__Selected extract__.
— Begin —
Part of the artist’s larger Cast No Evil series, which has previously been exhibited in both London and Morocco, every portrait features a lone figure cloaked in fabric, set against a fabric backdrop. Each body lacks any overt characteristic or determination: gender, race, and nationality are all hidden and unspecific beneath the folds. Ali refers to these characters as “cludes” — a play on the dualistic notion of include/exclude — and leaves unanswered the power dynamics between subject and spectator in each image. As a boundary, does the fabric empower through its anonymity or control in its confinement? As viewers, are we comforted by their seclusion or eager to engage more?

+/- makes productive use of this ambivalence to confront observers with their own associations and assumptions. Some works skirt explicit reference to traditional head coverings like hijabs and keffiyeh, calling up current, loaded dialogues surrounding Middle Eastern immigration and assimilation in the West. Others play in more abstract territory, showcasing the gorgeous, myriad ways cloth can drape on the human form, feeling reminiscent of avant-garde fashion designers like Rei Kawakubo.
— End —
__Set problem__. Please repeat the passage on the Cast No Evil portraits, starting with "Part of the" and going on through "to engage more?", changing "spectator" to "viewer".

__Stored data__.
— Begin —
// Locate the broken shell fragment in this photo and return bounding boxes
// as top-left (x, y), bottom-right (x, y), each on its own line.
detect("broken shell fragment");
— End —
__Result for this exercise__.
Part of the artist’s larger Cast No Evil series, which has previously been exhibited in both London and Morocco, every portrait features a lone figure cloaked in fabric, set against a fabric backdrop. Each body lacks any overt characteristic or determination: gender, race, and nationality are all hidden and unspecific beneath the folds. Ali refers to these characters as “cludes” — a play on the dualistic notion of include/exclude — and leaves unanswered the power dynamics between subject and viewer in each image. As a boundary, does the fabric empower through its anonymity or control in its confinement? As viewers, are we comforted by their seclusion or eager to engage more?